* [EXCERPTED TEXT]
━━━━━━━━

Commonly, some participants who attended my “Facilities Management’s Service Level Agreements” (FM-SLA) workshops have the thought that after completing the programme they can achieve a Service Level Agreements for their facilities management services. That expectation reflects the common misconception about developing an FM-SLA by filling in the blanks in a template. Learning the knowledge and skills learned from the workshop may accelerate the development of an FM-SLA as FMs may be pressured to implement it by a certain deadline which they have no control over.
Know that rushing the planning, organizing, and development of an FM-SLA may cause the good intention and effort for establishing an FM-SLA to fail. The value intention for adopting an SLA is in the communication that takes place during the development of the SLA. Communication is important in enabling both the Client (FM function) and the FM Service Providers to exchange views on the services delivery and their set performance targets and to learn more about each other perceptions and perspectives.

━━━━━━━━

* [RECORDS SHOWN]
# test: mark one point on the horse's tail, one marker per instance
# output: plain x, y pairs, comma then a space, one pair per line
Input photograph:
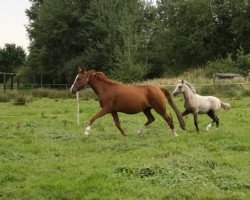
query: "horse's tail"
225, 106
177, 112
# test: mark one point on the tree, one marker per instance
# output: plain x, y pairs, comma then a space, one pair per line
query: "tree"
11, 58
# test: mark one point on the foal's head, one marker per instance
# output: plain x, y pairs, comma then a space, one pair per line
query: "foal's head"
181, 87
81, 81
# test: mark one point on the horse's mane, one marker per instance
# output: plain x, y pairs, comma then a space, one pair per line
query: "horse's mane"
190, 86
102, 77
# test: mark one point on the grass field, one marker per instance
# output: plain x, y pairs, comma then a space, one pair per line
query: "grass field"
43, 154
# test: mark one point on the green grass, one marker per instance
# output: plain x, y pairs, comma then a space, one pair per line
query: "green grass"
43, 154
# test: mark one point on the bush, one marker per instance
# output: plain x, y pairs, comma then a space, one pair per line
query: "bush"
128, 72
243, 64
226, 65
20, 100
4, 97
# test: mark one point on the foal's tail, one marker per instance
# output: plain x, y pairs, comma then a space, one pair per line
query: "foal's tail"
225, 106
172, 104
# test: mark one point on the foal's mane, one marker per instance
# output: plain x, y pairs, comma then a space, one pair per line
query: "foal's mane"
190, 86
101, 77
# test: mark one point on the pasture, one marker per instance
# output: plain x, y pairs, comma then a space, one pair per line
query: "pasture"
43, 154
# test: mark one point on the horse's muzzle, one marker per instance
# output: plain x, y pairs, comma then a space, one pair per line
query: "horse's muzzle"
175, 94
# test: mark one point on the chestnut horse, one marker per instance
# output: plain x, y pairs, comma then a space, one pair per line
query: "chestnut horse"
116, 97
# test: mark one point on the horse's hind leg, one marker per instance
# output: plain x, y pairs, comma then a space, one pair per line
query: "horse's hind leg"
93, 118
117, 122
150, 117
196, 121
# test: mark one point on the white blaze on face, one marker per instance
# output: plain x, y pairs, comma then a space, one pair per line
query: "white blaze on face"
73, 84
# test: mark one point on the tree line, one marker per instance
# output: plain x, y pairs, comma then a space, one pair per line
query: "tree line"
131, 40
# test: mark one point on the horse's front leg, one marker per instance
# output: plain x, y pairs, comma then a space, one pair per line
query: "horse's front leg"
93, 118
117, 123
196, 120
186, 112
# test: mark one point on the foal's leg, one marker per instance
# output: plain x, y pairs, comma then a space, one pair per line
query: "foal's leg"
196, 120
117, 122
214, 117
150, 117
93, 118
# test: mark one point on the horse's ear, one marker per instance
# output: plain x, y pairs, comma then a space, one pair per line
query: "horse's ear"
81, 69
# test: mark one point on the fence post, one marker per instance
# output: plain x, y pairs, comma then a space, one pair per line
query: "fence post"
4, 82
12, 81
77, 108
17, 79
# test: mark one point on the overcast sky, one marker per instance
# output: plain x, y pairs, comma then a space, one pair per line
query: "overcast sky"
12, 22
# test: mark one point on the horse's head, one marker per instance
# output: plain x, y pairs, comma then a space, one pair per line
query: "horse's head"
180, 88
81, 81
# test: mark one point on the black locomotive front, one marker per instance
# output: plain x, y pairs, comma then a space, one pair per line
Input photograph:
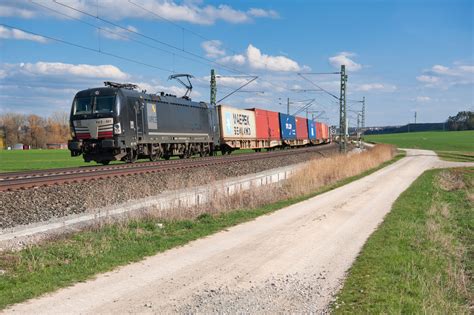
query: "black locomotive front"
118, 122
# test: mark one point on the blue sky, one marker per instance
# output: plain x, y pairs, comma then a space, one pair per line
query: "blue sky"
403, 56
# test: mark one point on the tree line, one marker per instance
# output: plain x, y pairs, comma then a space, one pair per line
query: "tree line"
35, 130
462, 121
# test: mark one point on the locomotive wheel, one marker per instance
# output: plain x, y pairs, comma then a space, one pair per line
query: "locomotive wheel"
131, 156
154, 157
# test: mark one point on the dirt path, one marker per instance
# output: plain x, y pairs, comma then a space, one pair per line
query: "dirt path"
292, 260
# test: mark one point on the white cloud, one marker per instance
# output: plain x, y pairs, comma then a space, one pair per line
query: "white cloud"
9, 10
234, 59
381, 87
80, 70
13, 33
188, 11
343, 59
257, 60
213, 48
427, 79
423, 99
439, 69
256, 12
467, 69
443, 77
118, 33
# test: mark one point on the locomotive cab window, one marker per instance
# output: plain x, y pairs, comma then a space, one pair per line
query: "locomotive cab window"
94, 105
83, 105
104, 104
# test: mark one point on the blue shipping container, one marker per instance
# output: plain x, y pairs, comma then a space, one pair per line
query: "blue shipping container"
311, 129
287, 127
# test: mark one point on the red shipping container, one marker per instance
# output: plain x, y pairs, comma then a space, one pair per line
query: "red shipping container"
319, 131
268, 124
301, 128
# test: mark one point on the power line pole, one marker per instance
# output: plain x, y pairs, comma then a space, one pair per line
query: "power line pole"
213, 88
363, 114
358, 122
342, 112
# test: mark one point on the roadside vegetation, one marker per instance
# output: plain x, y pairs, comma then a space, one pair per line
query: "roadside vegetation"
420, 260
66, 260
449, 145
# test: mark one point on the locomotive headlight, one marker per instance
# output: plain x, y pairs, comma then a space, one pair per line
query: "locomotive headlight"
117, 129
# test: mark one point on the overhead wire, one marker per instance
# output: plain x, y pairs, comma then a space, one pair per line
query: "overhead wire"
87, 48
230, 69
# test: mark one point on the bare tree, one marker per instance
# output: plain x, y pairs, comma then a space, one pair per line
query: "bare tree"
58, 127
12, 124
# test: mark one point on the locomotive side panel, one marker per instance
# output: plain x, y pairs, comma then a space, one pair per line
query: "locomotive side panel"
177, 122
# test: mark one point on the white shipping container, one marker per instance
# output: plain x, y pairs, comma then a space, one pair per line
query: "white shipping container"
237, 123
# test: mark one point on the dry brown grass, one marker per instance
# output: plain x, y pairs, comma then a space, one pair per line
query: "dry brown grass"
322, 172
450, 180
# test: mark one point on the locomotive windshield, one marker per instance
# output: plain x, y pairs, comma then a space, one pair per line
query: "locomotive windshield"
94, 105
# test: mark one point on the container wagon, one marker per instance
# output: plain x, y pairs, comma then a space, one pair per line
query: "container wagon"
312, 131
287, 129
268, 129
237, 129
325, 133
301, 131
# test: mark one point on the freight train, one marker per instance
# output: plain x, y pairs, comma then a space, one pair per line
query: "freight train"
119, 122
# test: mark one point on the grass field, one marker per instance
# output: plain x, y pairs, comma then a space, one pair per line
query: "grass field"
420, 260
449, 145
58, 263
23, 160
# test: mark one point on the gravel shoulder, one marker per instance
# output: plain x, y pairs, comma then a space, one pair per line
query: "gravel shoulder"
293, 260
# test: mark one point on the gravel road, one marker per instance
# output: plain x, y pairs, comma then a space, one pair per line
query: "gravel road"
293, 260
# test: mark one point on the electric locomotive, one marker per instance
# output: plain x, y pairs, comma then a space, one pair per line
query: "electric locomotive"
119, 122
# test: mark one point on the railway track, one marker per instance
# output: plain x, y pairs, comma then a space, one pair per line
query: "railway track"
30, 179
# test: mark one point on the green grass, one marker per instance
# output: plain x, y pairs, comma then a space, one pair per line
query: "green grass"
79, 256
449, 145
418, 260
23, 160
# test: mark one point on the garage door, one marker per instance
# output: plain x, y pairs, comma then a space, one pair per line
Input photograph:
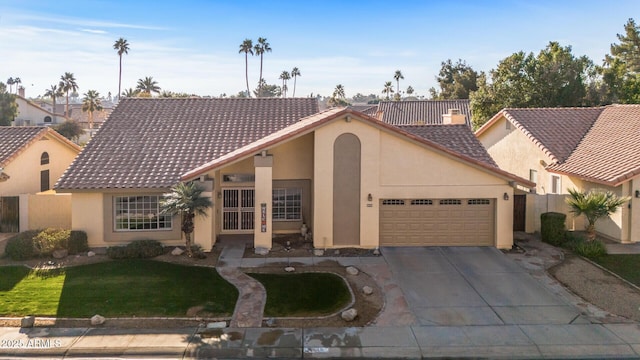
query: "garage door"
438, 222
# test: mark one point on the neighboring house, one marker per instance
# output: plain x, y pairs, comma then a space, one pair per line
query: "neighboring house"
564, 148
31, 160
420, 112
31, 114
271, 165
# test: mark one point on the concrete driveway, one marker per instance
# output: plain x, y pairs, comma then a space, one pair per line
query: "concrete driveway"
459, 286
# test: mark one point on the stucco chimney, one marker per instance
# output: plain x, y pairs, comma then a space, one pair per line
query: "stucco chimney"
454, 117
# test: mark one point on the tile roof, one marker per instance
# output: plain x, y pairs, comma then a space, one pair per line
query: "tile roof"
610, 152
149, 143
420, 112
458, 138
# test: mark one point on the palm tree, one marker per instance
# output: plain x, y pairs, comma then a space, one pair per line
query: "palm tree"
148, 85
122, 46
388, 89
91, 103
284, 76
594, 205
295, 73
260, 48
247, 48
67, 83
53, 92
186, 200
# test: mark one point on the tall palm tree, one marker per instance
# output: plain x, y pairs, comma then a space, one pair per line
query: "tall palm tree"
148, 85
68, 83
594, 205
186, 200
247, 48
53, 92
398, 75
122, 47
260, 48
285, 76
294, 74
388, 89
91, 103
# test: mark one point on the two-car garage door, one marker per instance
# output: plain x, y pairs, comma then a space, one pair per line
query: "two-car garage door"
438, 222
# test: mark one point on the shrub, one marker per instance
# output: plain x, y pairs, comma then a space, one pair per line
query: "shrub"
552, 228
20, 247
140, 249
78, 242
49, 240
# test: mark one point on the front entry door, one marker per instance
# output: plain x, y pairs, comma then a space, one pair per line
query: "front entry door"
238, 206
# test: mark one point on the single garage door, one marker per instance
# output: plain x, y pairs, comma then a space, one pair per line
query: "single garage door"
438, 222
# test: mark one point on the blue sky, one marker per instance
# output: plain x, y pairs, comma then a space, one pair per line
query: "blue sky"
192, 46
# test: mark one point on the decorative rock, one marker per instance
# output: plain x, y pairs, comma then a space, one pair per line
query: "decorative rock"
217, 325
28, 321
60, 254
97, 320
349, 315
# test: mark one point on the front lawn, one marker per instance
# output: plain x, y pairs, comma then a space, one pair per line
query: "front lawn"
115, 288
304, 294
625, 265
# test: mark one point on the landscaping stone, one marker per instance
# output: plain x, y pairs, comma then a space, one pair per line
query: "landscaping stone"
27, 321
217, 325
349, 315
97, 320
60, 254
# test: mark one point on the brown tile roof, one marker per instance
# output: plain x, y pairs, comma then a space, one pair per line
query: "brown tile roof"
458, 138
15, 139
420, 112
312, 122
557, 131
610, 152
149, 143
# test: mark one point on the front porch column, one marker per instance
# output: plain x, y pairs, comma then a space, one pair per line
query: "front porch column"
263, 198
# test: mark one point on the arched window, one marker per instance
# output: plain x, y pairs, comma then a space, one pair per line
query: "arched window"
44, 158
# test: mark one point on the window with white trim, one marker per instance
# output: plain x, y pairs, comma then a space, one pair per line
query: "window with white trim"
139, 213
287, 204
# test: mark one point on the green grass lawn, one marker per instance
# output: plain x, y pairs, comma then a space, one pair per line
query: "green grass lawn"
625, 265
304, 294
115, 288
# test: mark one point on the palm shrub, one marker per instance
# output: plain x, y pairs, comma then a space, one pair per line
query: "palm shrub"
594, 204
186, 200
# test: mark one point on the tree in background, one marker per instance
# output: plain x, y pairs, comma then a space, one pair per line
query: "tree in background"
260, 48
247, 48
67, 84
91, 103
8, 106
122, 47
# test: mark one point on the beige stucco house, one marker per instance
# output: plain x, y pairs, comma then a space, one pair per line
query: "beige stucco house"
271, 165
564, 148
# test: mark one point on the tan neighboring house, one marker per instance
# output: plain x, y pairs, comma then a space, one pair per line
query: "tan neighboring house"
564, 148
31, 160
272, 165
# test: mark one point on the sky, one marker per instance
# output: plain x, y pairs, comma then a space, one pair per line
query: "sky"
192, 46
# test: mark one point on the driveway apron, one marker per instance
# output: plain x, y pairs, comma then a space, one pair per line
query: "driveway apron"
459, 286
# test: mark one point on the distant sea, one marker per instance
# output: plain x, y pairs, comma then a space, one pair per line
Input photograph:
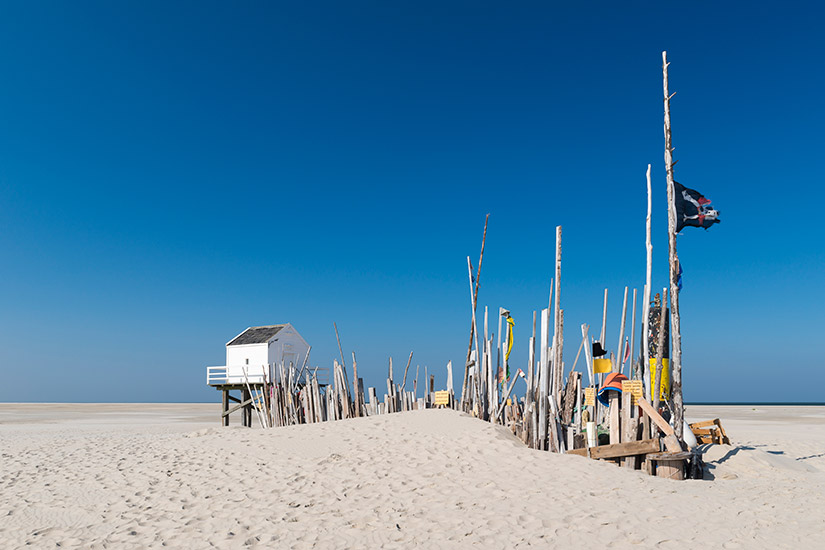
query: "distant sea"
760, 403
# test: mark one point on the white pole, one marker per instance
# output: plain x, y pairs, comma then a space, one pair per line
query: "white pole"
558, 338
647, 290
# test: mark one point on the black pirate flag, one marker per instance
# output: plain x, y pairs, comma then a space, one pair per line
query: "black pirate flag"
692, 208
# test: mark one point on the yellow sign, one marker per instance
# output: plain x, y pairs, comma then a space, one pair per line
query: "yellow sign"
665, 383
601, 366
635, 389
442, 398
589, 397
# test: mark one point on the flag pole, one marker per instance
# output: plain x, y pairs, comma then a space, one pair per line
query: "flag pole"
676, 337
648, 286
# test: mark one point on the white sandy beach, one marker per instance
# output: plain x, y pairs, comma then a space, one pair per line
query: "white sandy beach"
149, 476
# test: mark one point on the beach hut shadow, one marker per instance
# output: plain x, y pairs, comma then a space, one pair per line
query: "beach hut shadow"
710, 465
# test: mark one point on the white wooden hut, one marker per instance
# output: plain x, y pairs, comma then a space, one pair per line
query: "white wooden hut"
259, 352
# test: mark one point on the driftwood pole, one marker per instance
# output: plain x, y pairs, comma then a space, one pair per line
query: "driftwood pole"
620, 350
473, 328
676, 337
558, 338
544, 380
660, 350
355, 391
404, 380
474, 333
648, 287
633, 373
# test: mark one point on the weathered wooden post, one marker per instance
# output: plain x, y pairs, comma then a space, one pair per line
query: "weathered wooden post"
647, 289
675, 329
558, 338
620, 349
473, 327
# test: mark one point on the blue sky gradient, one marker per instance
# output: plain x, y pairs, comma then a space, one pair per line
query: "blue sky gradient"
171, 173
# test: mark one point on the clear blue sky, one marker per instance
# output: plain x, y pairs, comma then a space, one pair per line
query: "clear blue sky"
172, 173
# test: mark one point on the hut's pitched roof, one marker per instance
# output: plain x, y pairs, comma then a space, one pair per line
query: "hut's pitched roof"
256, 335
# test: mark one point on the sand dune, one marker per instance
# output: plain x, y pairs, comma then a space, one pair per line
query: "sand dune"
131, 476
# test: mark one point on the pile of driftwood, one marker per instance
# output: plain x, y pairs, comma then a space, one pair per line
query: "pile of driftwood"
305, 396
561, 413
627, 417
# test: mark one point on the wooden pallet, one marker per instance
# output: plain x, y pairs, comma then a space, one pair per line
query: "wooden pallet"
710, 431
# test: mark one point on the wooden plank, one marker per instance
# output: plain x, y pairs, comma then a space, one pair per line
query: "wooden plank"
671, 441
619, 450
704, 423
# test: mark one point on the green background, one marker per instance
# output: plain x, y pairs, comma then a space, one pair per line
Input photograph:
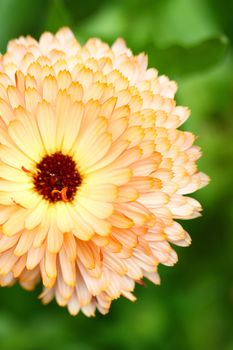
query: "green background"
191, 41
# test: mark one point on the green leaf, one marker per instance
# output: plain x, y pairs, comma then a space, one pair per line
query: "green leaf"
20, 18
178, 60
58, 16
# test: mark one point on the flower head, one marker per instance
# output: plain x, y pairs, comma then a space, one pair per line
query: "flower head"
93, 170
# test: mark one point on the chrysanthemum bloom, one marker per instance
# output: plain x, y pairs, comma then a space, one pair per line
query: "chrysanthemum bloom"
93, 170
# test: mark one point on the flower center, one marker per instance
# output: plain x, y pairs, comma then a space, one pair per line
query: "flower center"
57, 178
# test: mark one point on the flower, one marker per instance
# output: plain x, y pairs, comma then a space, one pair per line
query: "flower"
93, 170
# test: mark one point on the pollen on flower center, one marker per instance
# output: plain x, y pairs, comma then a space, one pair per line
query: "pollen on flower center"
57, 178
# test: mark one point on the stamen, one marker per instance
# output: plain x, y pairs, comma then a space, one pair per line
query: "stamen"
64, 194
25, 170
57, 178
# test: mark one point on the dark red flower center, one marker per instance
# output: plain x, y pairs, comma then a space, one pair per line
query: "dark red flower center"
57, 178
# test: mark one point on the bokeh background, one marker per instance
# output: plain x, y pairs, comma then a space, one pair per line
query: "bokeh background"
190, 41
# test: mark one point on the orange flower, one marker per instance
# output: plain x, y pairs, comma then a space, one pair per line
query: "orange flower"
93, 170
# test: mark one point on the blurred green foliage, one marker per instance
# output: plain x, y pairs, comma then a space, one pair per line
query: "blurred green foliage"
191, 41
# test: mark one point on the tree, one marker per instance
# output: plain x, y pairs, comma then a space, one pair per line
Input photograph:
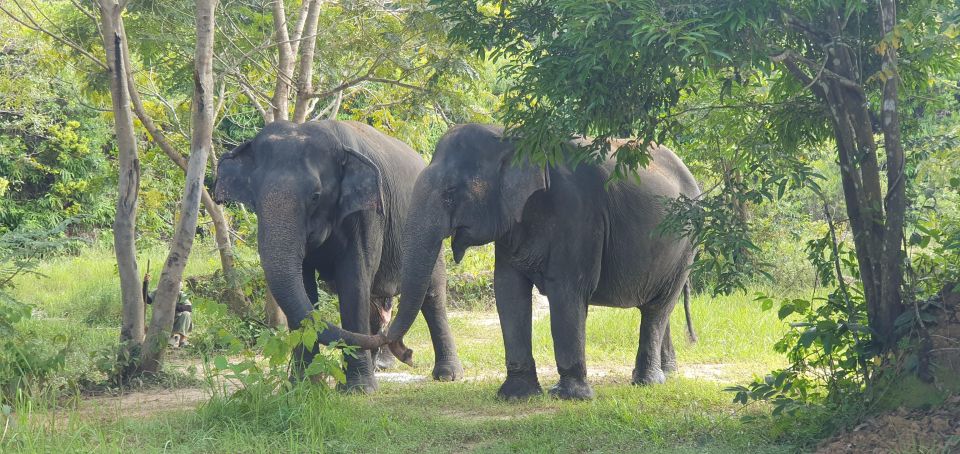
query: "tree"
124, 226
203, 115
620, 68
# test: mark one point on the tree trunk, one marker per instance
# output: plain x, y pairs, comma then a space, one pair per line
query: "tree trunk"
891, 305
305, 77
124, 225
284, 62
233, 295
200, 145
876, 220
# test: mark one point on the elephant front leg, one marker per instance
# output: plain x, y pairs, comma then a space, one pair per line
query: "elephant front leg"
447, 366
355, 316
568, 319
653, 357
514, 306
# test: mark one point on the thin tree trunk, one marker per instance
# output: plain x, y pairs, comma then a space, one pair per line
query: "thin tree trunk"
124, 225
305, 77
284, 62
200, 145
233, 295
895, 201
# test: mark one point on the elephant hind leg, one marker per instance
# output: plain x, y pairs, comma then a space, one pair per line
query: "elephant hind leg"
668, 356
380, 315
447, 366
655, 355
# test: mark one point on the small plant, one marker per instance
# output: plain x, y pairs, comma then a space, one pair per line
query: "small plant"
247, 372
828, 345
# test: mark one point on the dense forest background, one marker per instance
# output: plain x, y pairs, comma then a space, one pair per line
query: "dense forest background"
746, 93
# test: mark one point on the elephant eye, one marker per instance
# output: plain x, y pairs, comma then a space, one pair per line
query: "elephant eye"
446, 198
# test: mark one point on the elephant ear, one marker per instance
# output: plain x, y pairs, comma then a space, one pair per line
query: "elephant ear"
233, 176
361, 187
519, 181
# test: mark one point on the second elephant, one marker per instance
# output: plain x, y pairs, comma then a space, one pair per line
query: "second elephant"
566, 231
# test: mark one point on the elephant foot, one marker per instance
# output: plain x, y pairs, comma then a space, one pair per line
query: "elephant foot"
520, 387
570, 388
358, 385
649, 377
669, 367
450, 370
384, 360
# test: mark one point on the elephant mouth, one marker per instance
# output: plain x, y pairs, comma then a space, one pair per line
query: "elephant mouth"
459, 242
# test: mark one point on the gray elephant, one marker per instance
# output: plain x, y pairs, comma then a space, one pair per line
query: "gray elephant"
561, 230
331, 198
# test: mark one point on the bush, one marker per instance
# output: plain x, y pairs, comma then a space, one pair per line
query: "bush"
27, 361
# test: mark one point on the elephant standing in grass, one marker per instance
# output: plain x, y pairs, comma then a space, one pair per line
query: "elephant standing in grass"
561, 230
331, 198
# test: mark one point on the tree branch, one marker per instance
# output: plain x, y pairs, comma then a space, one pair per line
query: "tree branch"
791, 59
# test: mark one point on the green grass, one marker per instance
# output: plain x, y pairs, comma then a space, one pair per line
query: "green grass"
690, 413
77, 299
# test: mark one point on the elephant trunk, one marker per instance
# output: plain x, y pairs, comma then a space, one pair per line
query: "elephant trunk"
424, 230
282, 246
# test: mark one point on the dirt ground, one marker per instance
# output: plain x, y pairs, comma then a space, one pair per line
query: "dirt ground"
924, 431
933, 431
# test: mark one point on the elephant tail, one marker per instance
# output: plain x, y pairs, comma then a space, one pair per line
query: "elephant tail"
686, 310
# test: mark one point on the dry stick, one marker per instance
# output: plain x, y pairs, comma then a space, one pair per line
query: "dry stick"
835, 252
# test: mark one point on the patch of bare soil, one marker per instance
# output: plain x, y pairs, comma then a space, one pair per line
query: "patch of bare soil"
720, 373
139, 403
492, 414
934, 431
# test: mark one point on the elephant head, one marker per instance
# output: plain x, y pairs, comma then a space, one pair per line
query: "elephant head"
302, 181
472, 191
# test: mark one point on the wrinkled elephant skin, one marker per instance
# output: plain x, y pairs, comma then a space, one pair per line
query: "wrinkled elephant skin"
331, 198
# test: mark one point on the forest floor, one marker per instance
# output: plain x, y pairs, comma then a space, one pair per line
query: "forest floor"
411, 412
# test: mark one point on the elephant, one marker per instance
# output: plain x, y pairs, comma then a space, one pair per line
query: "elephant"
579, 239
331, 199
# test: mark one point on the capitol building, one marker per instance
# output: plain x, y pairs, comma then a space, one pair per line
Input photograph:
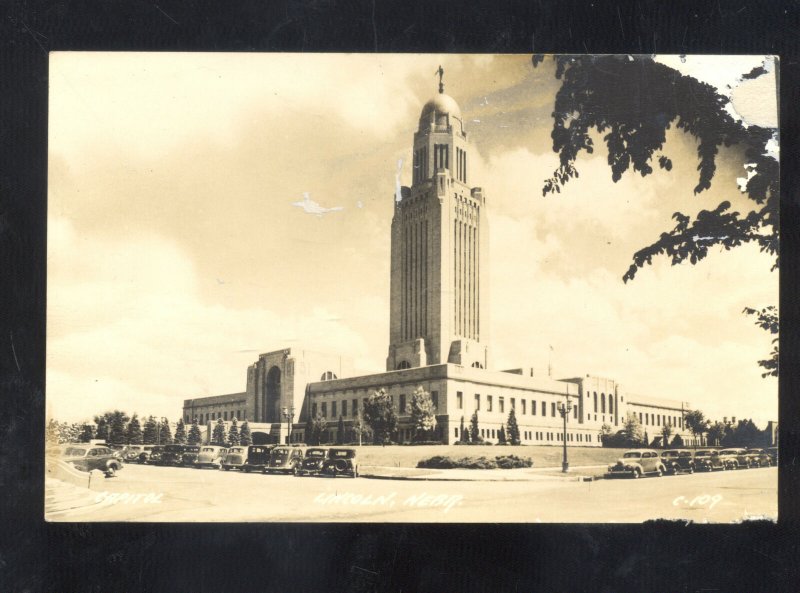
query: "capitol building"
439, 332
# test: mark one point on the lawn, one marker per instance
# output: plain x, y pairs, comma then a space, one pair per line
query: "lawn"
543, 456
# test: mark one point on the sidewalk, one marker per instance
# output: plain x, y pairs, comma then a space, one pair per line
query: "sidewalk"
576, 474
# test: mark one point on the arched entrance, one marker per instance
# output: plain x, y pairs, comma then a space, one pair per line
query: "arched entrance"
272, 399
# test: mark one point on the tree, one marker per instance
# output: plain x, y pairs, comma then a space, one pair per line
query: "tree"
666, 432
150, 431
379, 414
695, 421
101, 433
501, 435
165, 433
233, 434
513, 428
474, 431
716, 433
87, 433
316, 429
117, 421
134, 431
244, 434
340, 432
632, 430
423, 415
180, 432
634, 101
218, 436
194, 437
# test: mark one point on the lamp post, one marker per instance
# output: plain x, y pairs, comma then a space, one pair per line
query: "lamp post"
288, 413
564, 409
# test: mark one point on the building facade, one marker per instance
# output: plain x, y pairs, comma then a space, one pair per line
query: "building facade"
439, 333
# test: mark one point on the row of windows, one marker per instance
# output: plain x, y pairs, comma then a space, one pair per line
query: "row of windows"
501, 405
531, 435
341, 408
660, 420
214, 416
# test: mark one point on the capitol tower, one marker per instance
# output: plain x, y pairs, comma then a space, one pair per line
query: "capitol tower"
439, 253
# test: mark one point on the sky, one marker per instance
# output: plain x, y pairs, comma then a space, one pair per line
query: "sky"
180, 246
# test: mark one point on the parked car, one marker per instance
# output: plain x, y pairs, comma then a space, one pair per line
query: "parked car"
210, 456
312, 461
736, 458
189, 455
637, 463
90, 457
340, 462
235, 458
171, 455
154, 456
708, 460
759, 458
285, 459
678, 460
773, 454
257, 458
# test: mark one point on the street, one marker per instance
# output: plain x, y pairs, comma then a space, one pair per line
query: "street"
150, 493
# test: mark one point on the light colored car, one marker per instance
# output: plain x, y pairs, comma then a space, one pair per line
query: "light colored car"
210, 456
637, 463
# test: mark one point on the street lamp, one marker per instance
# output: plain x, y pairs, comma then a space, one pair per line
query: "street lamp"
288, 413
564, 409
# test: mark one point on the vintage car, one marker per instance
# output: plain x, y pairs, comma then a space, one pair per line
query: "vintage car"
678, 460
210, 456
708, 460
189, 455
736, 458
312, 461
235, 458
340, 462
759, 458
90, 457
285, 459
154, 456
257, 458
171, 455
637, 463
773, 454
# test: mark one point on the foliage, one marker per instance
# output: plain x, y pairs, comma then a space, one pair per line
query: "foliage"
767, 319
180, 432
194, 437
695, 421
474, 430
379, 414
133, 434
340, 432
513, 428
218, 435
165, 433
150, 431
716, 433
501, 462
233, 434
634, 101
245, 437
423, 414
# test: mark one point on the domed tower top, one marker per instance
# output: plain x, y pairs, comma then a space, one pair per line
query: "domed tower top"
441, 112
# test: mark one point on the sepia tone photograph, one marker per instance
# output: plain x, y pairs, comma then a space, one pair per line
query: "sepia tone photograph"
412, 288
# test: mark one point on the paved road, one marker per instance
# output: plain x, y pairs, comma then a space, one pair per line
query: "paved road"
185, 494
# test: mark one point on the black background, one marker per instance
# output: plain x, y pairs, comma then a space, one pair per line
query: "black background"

━━━━━━━━

* [DIRECTIVES]
A) Decide whether each statement below agrees with the passage on service level agreements for facilities management, and answer yes or no for each, quoting the deciding words of the passage: (i) the value of adopting an SLA lies in the communication during its development; (ii) an FM-SLA is properly developed by filling in the blanks in a template; (iii) rushing the development of an FM-SLA may cause the effort to establish it to fail.
B) Extend the passage on service level agreements for facilities management, picking up after its final sentence.

* [TASK RESULTS]
A)
(i) Yes: "The value intention for adopting an SLA is in the communication that takes place during the development of the SLA."
(ii) No: "That expectation reflects the common misconception about developing an FM-SLA by filling in the blanks in a template."
(iii) Yes: "rushing the planning, organizing, and development of an FM-SLA may cause the good intention and effort for establishing an FM-SLA to fail."

B)
In my consultancy work and training, I observed that many FMs lack of a purposeful level of communication. Instead, most FMs tend to shortcut the communication process to rush to complete the FM-SLA as soon as possible.
An FM-SLA is not intended as a strategy to fix poor performance or poor Client-Service Providers relationship. The process of planning, organizing, developing, and rolling out an FM-SLA requires careful time (many months) process of information gathering, analyzing, evaluating, documenting, presenting, negotiating, and consensus-building.
A well-established and effective FM-SLA contributes to the success of FM operations.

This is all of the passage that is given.